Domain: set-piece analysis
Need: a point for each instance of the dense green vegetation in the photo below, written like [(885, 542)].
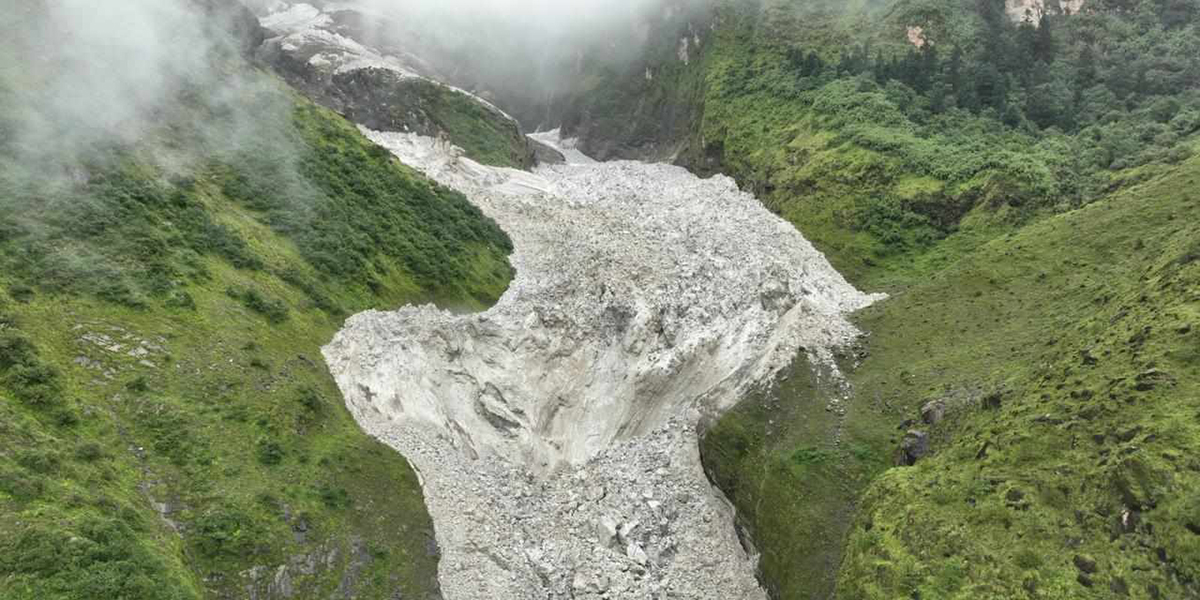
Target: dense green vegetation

==

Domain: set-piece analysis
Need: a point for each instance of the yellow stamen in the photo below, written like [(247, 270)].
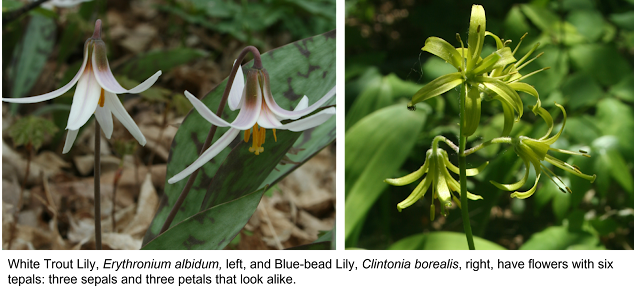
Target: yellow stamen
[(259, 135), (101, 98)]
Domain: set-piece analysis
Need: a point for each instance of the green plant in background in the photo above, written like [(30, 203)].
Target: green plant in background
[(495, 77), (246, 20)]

## Description of the task:
Find each line in the listing above that contains the word "like" and copy those lines out in full.

## Final result:
Need: a point for each instance of the dense green vegetation in the photo below, written like [(885, 542)].
Need: a point for each instance of the yellow stamen in the photo below, written like [(247, 270)].
Need: a point for each instance of the green plant in background in the photo above, written like [(30, 203)].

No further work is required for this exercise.